**** SOURCE DATA ****
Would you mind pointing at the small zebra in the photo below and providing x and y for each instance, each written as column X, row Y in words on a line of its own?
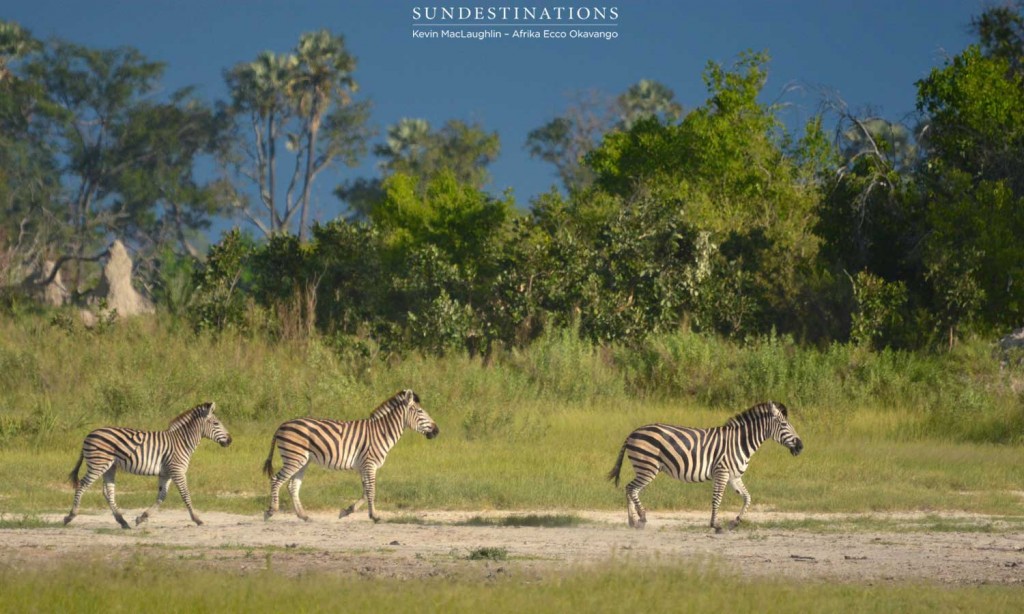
column 360, row 444
column 721, row 453
column 163, row 453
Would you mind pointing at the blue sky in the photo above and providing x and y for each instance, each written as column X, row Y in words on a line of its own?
column 869, row 52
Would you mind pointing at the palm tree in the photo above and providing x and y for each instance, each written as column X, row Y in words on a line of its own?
column 261, row 88
column 323, row 77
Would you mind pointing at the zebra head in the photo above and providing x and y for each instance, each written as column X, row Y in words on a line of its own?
column 417, row 418
column 782, row 431
column 212, row 427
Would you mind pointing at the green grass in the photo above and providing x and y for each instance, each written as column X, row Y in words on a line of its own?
column 153, row 585
column 25, row 521
column 531, row 431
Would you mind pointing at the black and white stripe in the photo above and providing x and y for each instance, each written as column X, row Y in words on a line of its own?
column 721, row 453
column 163, row 453
column 360, row 444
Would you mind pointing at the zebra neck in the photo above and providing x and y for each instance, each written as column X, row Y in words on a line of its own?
column 750, row 437
column 389, row 428
column 189, row 436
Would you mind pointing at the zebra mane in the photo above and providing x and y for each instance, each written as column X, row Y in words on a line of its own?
column 397, row 401
column 753, row 413
column 188, row 414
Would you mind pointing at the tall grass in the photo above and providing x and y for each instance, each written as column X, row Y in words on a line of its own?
column 534, row 429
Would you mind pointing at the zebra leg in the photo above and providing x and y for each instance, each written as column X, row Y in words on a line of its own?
column 633, row 498
column 737, row 485
column 182, row 484
column 293, row 489
column 355, row 506
column 90, row 476
column 162, row 483
column 721, row 477
column 109, row 492
column 370, row 490
column 284, row 475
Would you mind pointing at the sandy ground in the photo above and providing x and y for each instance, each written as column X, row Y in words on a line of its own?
column 981, row 551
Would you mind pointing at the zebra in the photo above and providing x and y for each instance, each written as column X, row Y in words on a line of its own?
column 360, row 444
column 721, row 453
column 162, row 453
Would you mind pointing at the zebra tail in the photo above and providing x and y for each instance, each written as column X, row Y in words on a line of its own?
column 268, row 466
column 613, row 474
column 73, row 476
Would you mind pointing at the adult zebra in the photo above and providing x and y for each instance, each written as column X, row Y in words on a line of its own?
column 721, row 453
column 163, row 453
column 360, row 444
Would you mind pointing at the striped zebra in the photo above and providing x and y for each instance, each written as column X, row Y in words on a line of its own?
column 721, row 453
column 163, row 453
column 360, row 444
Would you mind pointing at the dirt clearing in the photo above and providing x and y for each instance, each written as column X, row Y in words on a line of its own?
column 945, row 549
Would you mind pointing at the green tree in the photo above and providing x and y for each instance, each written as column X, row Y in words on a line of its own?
column 165, row 204
column 413, row 148
column 727, row 168
column 301, row 100
column 973, row 256
column 29, row 176
column 565, row 140
column 90, row 97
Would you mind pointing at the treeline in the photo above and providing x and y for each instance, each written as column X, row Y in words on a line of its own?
column 714, row 219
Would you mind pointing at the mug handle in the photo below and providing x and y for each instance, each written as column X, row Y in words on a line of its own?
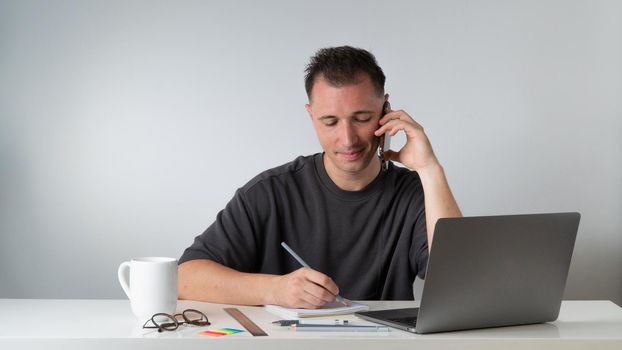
column 123, row 277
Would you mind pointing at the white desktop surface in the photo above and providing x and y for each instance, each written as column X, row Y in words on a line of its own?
column 104, row 324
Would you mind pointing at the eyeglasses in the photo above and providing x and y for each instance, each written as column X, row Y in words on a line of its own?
column 166, row 322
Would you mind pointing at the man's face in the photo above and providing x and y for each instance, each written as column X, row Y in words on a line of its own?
column 345, row 119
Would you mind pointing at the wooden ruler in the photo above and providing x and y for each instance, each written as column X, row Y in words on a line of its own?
column 245, row 321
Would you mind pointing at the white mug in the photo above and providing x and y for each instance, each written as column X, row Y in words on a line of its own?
column 152, row 285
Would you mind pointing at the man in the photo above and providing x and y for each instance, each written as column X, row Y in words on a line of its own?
column 365, row 231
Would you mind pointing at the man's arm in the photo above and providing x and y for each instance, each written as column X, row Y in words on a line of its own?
column 207, row 280
column 417, row 154
column 439, row 201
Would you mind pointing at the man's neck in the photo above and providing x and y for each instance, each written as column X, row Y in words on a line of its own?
column 353, row 181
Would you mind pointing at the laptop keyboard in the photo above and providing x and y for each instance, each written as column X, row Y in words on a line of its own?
column 411, row 320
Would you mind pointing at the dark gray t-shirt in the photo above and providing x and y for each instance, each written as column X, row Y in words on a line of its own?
column 371, row 242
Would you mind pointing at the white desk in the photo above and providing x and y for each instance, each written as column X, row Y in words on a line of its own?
column 107, row 324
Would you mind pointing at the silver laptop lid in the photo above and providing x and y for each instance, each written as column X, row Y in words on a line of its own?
column 496, row 271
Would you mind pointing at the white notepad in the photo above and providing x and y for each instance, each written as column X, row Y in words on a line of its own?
column 330, row 309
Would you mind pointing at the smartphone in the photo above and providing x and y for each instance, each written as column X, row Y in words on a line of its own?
column 384, row 142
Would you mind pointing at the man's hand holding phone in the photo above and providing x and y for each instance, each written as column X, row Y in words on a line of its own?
column 417, row 153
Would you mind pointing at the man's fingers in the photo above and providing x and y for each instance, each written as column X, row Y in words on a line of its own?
column 323, row 281
column 392, row 155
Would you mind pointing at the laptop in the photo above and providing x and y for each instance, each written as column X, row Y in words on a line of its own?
column 491, row 271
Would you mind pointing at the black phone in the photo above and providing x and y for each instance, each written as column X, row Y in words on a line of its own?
column 384, row 142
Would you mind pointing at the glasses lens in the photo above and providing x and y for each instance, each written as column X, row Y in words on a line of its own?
column 165, row 322
column 195, row 317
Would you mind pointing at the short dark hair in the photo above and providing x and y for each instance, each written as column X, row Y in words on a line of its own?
column 342, row 66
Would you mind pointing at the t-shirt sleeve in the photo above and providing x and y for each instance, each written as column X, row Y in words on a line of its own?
column 231, row 240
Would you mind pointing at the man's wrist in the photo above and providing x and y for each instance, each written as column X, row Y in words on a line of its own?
column 431, row 172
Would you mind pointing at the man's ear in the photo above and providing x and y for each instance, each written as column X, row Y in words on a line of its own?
column 308, row 108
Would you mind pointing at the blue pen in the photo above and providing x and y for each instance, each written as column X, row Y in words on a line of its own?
column 303, row 263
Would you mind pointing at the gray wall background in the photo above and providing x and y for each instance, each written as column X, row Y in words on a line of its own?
column 125, row 126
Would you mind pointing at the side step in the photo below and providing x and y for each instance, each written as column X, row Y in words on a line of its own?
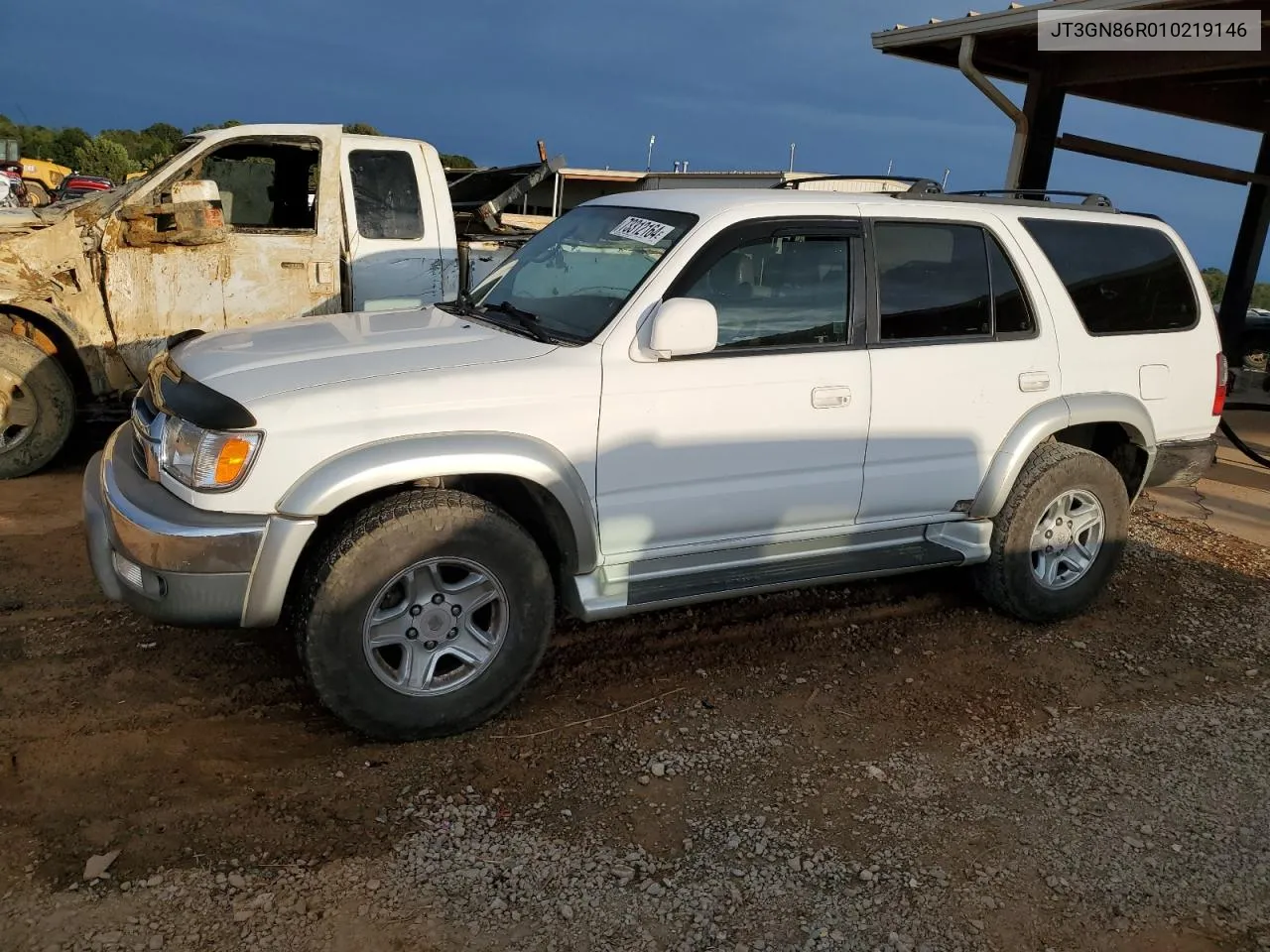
column 795, row 572
column 627, row 588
****
DESCRIPTION OF THE TASK: The records above must be output exactly, except for the pictures.

COMPLETED TASK:
Would you mind pointing at the small zebra in the photo below and providing x and y for each instance, each written as column X, row Y in words on a line of its own?
column 360, row 444
column 721, row 453
column 163, row 453
Would you mind pointing at the blue sky in the photo above and providing x and y for each instance, each written as column X, row Y in words on a line of its own?
column 869, row 52
Would you mind pointing at the palm tree in the photo above and providing x and y for each instance, each written as column X, row Y in words on a line of its own?
column 261, row 88
column 323, row 77
Would you mind pointing at the zebra head in the photo above and providing x and y for each instance, each written as column X, row Y in words on a line of its own?
column 417, row 418
column 782, row 431
column 212, row 427
Would you mind pointing at the green grass in the photo above and providing x and y for each instance, each written as column X, row Y in words on a line of its own?
column 153, row 585
column 25, row 521
column 531, row 431
Would you mind pointing at the black and white stripe in the photo above and providing x and y for each instance, each written as column X, row Y in words on a line of its own?
column 721, row 453
column 163, row 453
column 360, row 444
Would you mind pointing at the zebra neck in the photo above and providing x and y for each instance, each written as column X, row Y in words on a line of its own?
column 750, row 437
column 389, row 428
column 189, row 436
Would you mind pointing at the zebra mane in the photo above and providing x and y for each instance, each written as column X, row Y in words on a line of its own?
column 397, row 401
column 753, row 413
column 188, row 414
Would you mind pointing at the tall grass in the photo above and providing x and y for each instance, each written as column X, row Y in words on a line of its own?
column 534, row 429
Would you mind pointing at the zebra leg in the photo above and providing x and y for each instance, each written as column X, row Y in words on a line of its own?
column 633, row 498
column 737, row 485
column 182, row 484
column 293, row 489
column 355, row 506
column 90, row 476
column 162, row 483
column 721, row 477
column 109, row 492
column 370, row 490
column 284, row 475
Would you mind pointing at the sandy ground in the photo above and providing x and y for each instance, each written as column X, row Y in words on a line of its own?
column 981, row 551
Would you mind pointing at the zebra in the photo above and providing x and y for each instance, each written as column X, row Y in words on a line of its own?
column 360, row 444
column 721, row 453
column 162, row 453
Would you mind pointing at the zebra tail in the photo above and providing x and y for each instance, each written as column X, row Y in words on a line of its own?
column 268, row 466
column 613, row 474
column 73, row 476
Would you mind pointing at the adult zebra in the photo above and providing x and y for each instance, each written as column X, row Y in words on a line of its own?
column 721, row 453
column 163, row 453
column 360, row 444
Would you mind pointing at the striped zebra in the photo above and providing x and y for each instance, each written as column X, row Y in words on a line of its own?
column 721, row 453
column 163, row 453
column 360, row 444
Would you mind pointing at the dirt clearing in the photo above and providing x and y for each instance, each written as column X, row Y in words on a line of its own?
column 945, row 549
Would you mind pointing at the green tree in the photo above and providing x and y for each instance, each written as column X, row Y in words on a line of its own?
column 165, row 204
column 413, row 148
column 727, row 168
column 301, row 100
column 973, row 256
column 29, row 176
column 565, row 140
column 90, row 97
Would you mind pointing at the treeline in the photo above and providing x and y for each instance, each written as column X, row Y in words on a line of its own?
column 714, row 219
Would you mind pointing at the mug handle in the photo below and providing x and y for each instance, each written as column X, row Y in words on a line of its own?
column 123, row 277
Would you mind pointing at the white desktop surface in the photo above and providing x and y for each instance, each written as column X, row Y in words on a line of its own?
column 104, row 324
Would you mind pointing at the eyeglasses in the photo above and providing x and y for each instance, each written as column X, row Y in words on a line of its own?
column 166, row 322
Would you mind pointing at the man's face in the photo above and providing x and y for each instance, each written as column X, row Y in words on a line of its own?
column 345, row 119
Would you mind pointing at the wooden ruler in the photo above and providing x and y for each instance, each written as column X, row Y in words on a line of its own?
column 245, row 321
Would you mind pointing at the white mug in the photo above and providing x and y for each instance, each written as column X, row Y in words on a line of its own?
column 152, row 285
Would you mind pointing at the man in the photo above and providing x and y for each instance, each written as column X, row Y in words on a line of its own?
column 365, row 231
Would you mind pointing at the man's arm in the photo above and providing x and y for each instance, each written as column X, row Y in words on a line of its own?
column 207, row 280
column 417, row 154
column 439, row 201
Would you mind pointing at the man's neck in the photo above and providing x and y for each instance, each written as column X, row Y in words on a line of its own?
column 353, row 181
Would you mind pointing at the laptop keyboard in the photo above and providing x and y for each instance, each written as column X, row Y in words on a line of its own?
column 411, row 320
Would you mind pointing at the dark gray t-shirt in the photo above and providing x and y for each instance, each written as column X, row Y in words on a line of its own?
column 371, row 242
Would you mind pointing at the white desk in the photo above and providing x and y for each instance, each written as column X, row Y in words on a line of its own?
column 107, row 324
Would you mind pointing at the silver laptop lid in the photo above and providing x and y for each instance, each written as column X, row Y in words on a line of its own?
column 496, row 271
Would you mind pointing at the white notepad in the photo above and providing x and y for each instance, each written as column X, row Y in words on a line of its own?
column 330, row 309
Would you mind pointing at the smartphone in the photo above and providing x and y for each instance, each written as column X, row Y in words on a line of its own?
column 384, row 142
Would you mind pointing at the man's hand holding phone in the photo above and providing x and y for each instance, each written as column X, row Y in words on a line of its own?
column 417, row 153
Would you mind pointing at the man's fingers in the photo above and providing x and y for each instance, each written as column X, row Y in words on a line of its own?
column 323, row 281
column 392, row 155
Would you mind pointing at the laptop in the photo above and providing x and y for each instance, each written as column X, row Y in words on a line of its own?
column 491, row 271
Would you mind pointing at the black phone in the photo above and providing x and y for each instance, each written as column X, row Y in words on a line of its own?
column 384, row 142
Would you mind pointing at the glasses lens in the photo above and providing x and y for each instance, each written as column X, row Y in words on a line of its own?
column 165, row 322
column 195, row 317
Would you mind pointing at the short dark hair in the photo above and providing x and y for each instance, each written as column X, row Y in words on a line of its own?
column 342, row 66
Would you mind pointing at the t-shirt sleeve in the photo above and providing x and y for each instance, each written as column X, row Y in words on a line of its own?
column 231, row 240
Would you mind pointing at the man's wrist in the photo above and providing x and y for each instance, each written as column X, row Y in words on a line of its own?
column 431, row 172
Would you mind pointing at the man's ear in the photo above and providing x and y for each instance, each written as column X, row Y in words on a line of its own?
column 308, row 108
Would you mind pointing at the blue pen in the photo above and providing x and y for each instance, each written as column X, row Y in words on a line of its own?
column 303, row 263
Would you mind pointing at the gray wall background in the photo above and providing x and y for each instance, each written as column X, row Y in words on a line of its own?
column 125, row 126
Would you mind pointing at the side step in the photo below and providing x and y for each instance, each written as column X, row Y in words on a line of its own?
column 795, row 572
column 627, row 588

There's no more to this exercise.